• [WRITTEN TASK]: Render every line of the entries below as a JSON array of strings, one string per line, with blank lines omitted.
::: SUPPLIED ENTRIES
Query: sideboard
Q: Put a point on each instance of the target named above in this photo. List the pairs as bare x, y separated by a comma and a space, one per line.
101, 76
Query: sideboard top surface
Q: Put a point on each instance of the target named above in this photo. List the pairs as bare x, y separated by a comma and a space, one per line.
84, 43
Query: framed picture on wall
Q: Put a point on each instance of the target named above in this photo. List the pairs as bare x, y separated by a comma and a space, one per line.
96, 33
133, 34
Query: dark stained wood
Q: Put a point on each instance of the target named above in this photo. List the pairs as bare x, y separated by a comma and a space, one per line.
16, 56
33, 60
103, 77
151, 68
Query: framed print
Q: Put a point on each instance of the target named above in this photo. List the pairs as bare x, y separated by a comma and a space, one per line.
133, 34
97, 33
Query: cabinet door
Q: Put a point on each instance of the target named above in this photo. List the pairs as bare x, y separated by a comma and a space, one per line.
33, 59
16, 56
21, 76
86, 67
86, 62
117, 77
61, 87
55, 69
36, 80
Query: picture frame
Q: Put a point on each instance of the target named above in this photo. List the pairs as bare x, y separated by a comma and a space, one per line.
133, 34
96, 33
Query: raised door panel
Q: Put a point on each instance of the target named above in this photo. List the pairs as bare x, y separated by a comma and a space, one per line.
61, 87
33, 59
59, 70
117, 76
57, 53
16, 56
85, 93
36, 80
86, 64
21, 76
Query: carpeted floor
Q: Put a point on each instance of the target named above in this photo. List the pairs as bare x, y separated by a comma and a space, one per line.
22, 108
::::::
• [COMPLETE ANSWER]:
[
  "Query: sideboard",
  "Q: Put a point on each instance of the target named above in this photo. List the pairs as bare x, y separated by a comma and a space, one per line.",
  "101, 76",
  "Query: sideboard top surface",
  "Q: Put a point on each instance of the target named above in this photo. List the pairs as bare x, y separated by a comma and a space, one per line.",
  "84, 43",
  "Query: framed picture on wall",
  "Q: Put a point on each instance of the target named above in this photo. List the pairs as bare x, y separated by a comma and a space, one per line.",
  "96, 33",
  "133, 34",
  "Query: dark stained wood",
  "Q: Put a point on each instance of the target named above in this photo. List the pairs as bare x, y separated by a comma and a space, one per line.",
  "16, 56",
  "33, 60",
  "103, 77",
  "151, 68",
  "Query: framed print",
  "Q: Put a point on each instance of the target named above in this photo. List the pairs as bare x, y separated by a comma and a space, one per line.",
  "133, 34",
  "97, 33",
  "Query: cabinet door",
  "Q: Put a point on each instance of the target named above in this photo. List the pairs as bare x, y separated by a comma and a space, one per line.",
  "33, 59",
  "16, 56",
  "21, 76",
  "86, 67",
  "86, 62",
  "117, 77",
  "61, 87",
  "55, 69",
  "36, 80",
  "Query: picture frame",
  "Q: Put a point on each instance of the target named above in this photo. List the pairs as bare x, y separated by a comma and a space, one per line.",
  "133, 34",
  "96, 33",
  "Query: raised door panel",
  "Q: Put a point on each instance of the target named above in this photo. List the pairs as bare x, y separated by a comma and a space, one per line.",
  "61, 87",
  "33, 59",
  "59, 70",
  "117, 76",
  "57, 53",
  "16, 56",
  "85, 93",
  "36, 80",
  "86, 64",
  "21, 76",
  "Query: carpeted floor",
  "Q: Put a point on each instance of the target named above in this photo. List the pairs as bare x, y separated by a comma and a space, one per line.",
  "22, 108"
]